━━━━━ Given text
- Cholapuram
- Nickname: Temple Town or City of Temples
- Cholapuram Location in Tamil Nadu, India
- Coordinates: 11°3′5″N 79°24′55″E﻿ / ﻿11.05139°N 79.41528°E
- Country: India
- Tamilnadu: Tamil Nadu
- Thanjavur of India|District]]: [ Thanjavur district
- Established: 09. 07. 2018
- Elevation: 123 m (404 ft)

Population (2001)
- • Total: 6,364
- Demonym: Tamilian

Tamil, English
- • Official: Tamil
- Time zone: UTC+5:30 (IST)
- PIN code: 612503
- Telephone code _ 0435: 0435
- Vehicle registration: TN 68

= Cholapuram =

Panchayat town in Tamil Nadu, India

Cholapuram is a panchayat town in the Thanjavur district of the state of Tamil Nadu, India.In ancient time, it's called as Bhairavapuram.

==Population==
According to the 2001 Indian population census, the population of Cholapuram was 6,364, of which women constituted 52%. Cholapuram's literacy rate stood at 79%, which is higher than the national average of 59.9%. The male literacy rate was 79%, compared to the female literacy rate of 66%. Cholapuram also has a substantially large number of people under the age of six: according to the census that year this number stood at 12% of the population.
Majority of its residents are Muslims, Dalits and Hindus are also scattered living in its surroundings. Three big mosques and Temples are religious identification.

== Agriculture ==
The income of Cholapuram's residents is heavily dependent upon agriculture, trading and the welding works. The major crops cultivated in are paddy (rice), pulses, gingelly, groundnut and sugarcane. Minor crops like maize, soybeans, and red gram vegetables, cotton, casuarina trees (savukku), fruits, chili, banana trees, ginger, groundnut, and pulses are also grown.

== Education ==
Schools and colleges in Cholapuram include:

- Cholapuram Government High School
- Jayam Middle School
- Cholapuram Government School (From 1st - 5th Standard)
- Sri Venkateshwara Matriculation School
- Morning Star Matriculation School -Cholapuram Kumbakonam
- Annai College Of Arts and Science, Kallapuliyur Village Kumbakonam Thanjavur
- SKSS Arts College, Thirupanandal Kumbakonam Thanjavur
- Mass College Of Arts & Science, Kallapuliyur Village Kumbakonam Thanjavur
- Arasu Engineering and Polytechnic College, Kallapuliyur Village Kumbakonam Thanjavur.
━━━━━━━━━━
### Required work:
A. List the major crops that the Cholapuram article says are grown there.
B. Continue the article on Cholapuram from where it ends.
━━━━━ Data for analysis
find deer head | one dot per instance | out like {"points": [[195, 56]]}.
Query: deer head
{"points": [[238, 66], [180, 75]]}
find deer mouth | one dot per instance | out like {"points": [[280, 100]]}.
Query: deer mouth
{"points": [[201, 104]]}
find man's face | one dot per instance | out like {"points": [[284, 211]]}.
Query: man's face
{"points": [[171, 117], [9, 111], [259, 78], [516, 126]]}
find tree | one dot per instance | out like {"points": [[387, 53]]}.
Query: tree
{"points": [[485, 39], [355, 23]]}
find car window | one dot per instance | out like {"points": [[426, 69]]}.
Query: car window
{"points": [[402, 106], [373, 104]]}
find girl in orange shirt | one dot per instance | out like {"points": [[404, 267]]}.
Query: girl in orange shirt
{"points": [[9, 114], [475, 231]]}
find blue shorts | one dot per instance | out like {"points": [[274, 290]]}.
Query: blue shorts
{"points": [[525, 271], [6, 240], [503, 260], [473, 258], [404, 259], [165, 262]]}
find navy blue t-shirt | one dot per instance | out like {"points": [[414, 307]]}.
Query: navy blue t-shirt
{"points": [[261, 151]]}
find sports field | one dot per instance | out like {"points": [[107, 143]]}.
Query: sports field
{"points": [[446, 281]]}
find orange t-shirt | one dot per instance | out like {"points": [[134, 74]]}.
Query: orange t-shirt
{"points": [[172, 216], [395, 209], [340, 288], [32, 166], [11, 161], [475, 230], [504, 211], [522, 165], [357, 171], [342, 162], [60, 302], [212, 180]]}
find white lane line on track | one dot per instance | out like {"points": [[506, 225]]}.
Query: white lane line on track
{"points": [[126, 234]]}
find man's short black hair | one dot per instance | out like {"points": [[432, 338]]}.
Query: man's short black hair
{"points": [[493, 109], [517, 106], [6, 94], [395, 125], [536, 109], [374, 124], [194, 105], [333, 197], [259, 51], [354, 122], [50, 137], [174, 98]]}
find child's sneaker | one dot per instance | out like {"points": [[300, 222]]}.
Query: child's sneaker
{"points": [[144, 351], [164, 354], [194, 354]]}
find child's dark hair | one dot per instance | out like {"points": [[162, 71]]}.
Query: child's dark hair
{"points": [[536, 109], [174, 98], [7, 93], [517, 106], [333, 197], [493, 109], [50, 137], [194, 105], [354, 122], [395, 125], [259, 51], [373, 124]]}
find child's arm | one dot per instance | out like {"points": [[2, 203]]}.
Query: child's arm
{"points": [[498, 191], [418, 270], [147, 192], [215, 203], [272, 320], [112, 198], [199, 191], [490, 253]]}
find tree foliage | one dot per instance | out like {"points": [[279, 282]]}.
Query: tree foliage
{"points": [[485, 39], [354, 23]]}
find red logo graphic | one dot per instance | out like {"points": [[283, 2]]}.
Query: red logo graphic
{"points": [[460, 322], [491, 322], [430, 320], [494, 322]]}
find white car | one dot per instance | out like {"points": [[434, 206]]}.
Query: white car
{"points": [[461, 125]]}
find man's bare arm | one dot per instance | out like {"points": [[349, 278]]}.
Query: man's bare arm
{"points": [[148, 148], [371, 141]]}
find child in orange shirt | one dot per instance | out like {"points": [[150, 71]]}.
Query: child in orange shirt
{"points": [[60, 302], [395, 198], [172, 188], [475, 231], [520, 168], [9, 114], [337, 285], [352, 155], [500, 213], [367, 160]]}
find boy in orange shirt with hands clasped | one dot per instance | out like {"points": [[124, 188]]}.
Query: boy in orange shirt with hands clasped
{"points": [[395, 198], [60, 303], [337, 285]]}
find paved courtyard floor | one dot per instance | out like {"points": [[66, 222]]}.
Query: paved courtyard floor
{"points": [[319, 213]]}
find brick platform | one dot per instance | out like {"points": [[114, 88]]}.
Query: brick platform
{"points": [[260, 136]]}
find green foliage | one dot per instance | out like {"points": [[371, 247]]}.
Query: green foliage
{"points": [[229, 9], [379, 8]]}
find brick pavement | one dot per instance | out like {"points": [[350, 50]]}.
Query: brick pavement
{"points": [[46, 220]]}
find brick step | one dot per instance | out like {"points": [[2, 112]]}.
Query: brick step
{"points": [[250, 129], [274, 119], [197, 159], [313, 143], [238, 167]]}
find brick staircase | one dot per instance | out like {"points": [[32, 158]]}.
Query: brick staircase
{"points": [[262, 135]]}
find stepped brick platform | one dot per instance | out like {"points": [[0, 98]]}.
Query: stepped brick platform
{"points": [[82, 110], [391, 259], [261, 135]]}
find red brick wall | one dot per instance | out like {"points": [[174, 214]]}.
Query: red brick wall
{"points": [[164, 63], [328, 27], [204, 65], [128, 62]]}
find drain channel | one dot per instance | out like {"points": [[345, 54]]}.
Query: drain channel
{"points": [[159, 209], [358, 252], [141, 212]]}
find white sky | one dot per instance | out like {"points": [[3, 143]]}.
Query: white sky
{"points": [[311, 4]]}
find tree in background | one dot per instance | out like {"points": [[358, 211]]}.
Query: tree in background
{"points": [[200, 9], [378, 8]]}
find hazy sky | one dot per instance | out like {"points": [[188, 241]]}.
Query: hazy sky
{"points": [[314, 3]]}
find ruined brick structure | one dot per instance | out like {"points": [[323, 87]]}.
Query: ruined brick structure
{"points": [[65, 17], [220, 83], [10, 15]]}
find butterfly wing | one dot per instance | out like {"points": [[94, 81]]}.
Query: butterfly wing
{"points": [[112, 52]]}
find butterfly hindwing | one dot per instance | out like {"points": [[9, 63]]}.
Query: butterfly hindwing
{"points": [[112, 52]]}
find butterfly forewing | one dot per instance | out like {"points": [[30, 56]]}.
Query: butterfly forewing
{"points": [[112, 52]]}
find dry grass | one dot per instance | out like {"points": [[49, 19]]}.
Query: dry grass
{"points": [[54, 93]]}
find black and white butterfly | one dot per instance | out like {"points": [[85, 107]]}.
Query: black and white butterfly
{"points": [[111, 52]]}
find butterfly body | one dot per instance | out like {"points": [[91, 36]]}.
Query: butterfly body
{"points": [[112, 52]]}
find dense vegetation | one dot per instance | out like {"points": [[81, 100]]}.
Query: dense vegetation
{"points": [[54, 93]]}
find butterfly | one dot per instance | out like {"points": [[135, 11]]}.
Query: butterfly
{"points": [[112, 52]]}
━━━━━━━━━━
### Results in order:
A. paddy (rice), pulses, gingelly, groundnut, sugarcane

B.
== Business ==
Major business in Cholapuram include the Indian Bank, Indian Overseas Bank and The City Union Bank. The Cholapuram area is popular for welding works. There are number of general merchant stores, medicals, fertilizer shops, fancy stores, meat stall, super market, Restaurants, Cabs, Travels and Sweet Stalls are doing business.
It is predominantly agriculture based. A sizable population of people took up jobs in Singapore, Malaysia and Brunei. As the opportunities in these countries diminished, educated younger generation opted for lucrative jobs in Arab countries of the Persian Gulf (Dubai, Qatar, Bahrain, Kuwait and Saudi Arabia) and few of them in England and United States of America, most probability every household in the village has at least one person in the Persian Gulf (Middle East Countries).

== Transportation ==
The National highway NH 36, connects Vikravandi and Manamadurai passes through Cholapuram. The Kumbakonam railway station is the nearest to Cholapuram. The main bus terminal in Kumbakonam, provides inner and outer area transportation. Cholapuram is served by town buses from Kumbakonam. Cholapuram is located at the distance of 270 km from Chennai and 13 km from Kumbakonam and the nearest airport is in Trichy at 90 km.